Doctors may also wish to perform blood tests to out rule any infection in the hip joint, but there is no blood test for Perthes’ disease itself.
Stages of Disease
A child with Perthes’ disease can expect to have several x-rays taken over a two-year period, or longer. These x-rays help doctors assess how the hip will remodel and identify any potential problems for the child’s hip. In general the appearance on hip x-rays will worsen during the early stages of treatment before gradual improvement is seen as the bone heals.
There are four stages of Perthes’ disease seen on x-ray
Initial stage – this is when the blood supply to the hip has been disrupted and the bone begins to die. It is at this stage when most children develop limp and pain in the affected hip.
Fragmentation stage – the blood supply has returned and the dead bone is removed from the hip and new softer bone is formed.
Reossification stage – the softer bone is replaced by harder more mature bone.
Healing and remodeling – the new bone has formed and the hip continues to remodel any deformity until the child has reached skeletal maturity
What is the treatment?
The aim of treatment is to
Relieve the child’s pain
Promote the natural healing process of bone
Keep the femoral head well positioned in the hip socket
Maintain the movement of the hip joint
There are many treatments for Perthes’ disease, and your doctor will take into consideration several factors before deciding on a method of treatment. The type of treatment depends on:
The age of the child
The degree of damage to the femoral head (the ball of the hip joint)
The stage of disease at which the child is diagnosed
Treatment varies from simple observation in outpatients to surgery depending on these factors.
If the hip is in good position and pain is controlled with simple painkillers, the child will be seen regularly in the outpatient department for x-rays to monitor the hip over time. Occasionally physiotherapy is needed to maintain movement and the child may have to reduce certain activities during this process. The child will be followed until the hip has healed
If the child has significant hip pain, muscle spasm and reduced movement, they may be admitted to hospital for bed rest and simple traction. Traction helps reduce the pain in the hip by resting the joint. Once the pain has settled, they will be followed in the outpatient department as above. They may occasionally need crutches to walk when they first leave hospital but not in the long term.
Surgery is considered in older children who develop Perthes’ disease after the age of 8 and those who have extensive involvement of the femoral head. Children whose femoral head is no longer well positioned in the hip socket may also require surgery to improve the shape and function of the hip as it heals. There are many different surgical procedures, which may be carried out, and the surgeon will discuss the best option depending on the child’s individual problem.

[Data extracted from a collection]
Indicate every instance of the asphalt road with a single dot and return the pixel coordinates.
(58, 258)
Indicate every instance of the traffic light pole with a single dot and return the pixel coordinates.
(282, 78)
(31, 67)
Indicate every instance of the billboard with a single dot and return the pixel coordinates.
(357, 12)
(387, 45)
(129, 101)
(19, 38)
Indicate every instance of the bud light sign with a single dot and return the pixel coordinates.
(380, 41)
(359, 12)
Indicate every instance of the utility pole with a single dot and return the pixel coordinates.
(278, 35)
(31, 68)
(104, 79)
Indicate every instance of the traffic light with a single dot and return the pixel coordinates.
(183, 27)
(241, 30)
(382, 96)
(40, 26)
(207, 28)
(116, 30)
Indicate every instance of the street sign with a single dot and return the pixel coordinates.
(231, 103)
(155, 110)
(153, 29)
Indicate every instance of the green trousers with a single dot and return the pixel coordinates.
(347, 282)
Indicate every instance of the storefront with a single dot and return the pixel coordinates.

Tasks —
a. Summarize the passage on Perthes' disease in two sentences.
b. According to the passage on Perthes' disease, at which stage seen on x-ray do most children develop a limp and pain in the affected hip?

Answers provided —
a. Children with Perthes' disease have x-rays taken over two years or longer, which show the hip passing through four stages: initial, fragmentation, reossification, and healing and remodeling. Treatment aims to relieve pain, promote healing, keep the femoral head well positioned and maintain hip movement, and it ranges from outpatient observation to bed rest with traction or surgery depending on the child's age, the damage to the femoral head and the stage at diagnosis.

b. The initial stage.